WHAT TO PRODUCE: Extract each line in the records below that contains the word "white".

(Dataset excerpt)
☆ ☆ ☆
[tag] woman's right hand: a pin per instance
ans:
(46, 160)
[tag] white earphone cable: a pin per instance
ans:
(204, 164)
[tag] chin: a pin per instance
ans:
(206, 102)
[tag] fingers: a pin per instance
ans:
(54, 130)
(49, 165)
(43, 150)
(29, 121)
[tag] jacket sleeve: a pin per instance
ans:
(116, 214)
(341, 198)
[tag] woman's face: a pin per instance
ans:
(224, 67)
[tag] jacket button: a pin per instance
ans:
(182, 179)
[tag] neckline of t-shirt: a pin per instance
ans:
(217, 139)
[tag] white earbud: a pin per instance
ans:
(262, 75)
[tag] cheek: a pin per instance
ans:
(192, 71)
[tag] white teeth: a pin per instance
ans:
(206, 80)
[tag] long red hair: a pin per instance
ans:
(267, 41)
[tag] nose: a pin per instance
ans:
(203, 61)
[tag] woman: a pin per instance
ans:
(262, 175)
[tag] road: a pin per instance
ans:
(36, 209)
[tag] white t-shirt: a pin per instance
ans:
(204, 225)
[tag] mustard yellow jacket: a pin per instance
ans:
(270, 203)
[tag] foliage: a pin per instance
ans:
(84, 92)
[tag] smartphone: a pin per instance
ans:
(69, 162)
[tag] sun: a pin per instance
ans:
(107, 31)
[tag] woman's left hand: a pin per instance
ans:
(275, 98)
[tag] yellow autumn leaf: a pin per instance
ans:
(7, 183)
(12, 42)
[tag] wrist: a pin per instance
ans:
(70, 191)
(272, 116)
☆ ☆ ☆
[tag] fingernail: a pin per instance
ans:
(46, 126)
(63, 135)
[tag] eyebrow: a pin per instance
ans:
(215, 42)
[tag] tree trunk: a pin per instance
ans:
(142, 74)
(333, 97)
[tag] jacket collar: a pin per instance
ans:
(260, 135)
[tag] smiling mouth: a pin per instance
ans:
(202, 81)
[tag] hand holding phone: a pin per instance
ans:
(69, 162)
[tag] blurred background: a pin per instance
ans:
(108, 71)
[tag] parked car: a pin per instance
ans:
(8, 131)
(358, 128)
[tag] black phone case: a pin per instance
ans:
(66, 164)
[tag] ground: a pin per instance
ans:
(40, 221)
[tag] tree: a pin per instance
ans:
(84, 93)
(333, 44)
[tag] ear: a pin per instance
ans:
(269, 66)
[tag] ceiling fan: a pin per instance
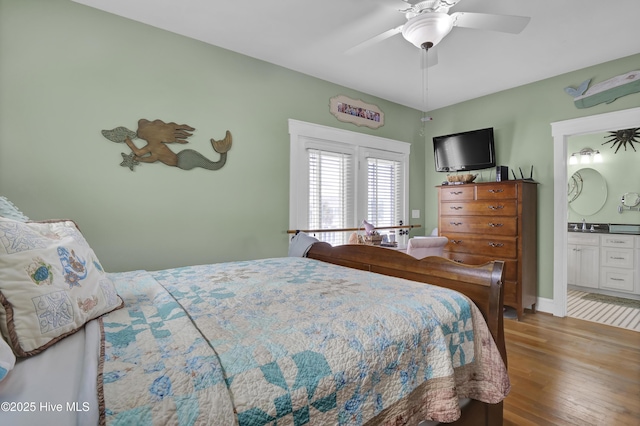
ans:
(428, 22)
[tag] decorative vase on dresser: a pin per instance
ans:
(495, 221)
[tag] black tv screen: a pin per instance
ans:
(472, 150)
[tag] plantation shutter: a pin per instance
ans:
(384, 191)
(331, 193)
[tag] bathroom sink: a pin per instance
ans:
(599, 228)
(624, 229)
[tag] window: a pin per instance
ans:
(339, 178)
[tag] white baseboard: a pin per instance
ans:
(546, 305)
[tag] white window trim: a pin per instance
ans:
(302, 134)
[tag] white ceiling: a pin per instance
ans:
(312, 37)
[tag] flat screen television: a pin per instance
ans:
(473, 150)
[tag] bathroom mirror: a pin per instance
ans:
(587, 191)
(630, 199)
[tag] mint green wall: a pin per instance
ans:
☆ ☆ ☆
REPLY TO THE EXERCISE:
[tag] white earphone cable: a pin per instance
[tag] white earbud: a pin per instance
[tag] white teeth: a pin per instance
[tag] white t-shirt: a pin per instance
[tag] white baseboard: a pin per instance
[tag] white window trim: a pin per instance
[tag] white ceiling: a pin per instance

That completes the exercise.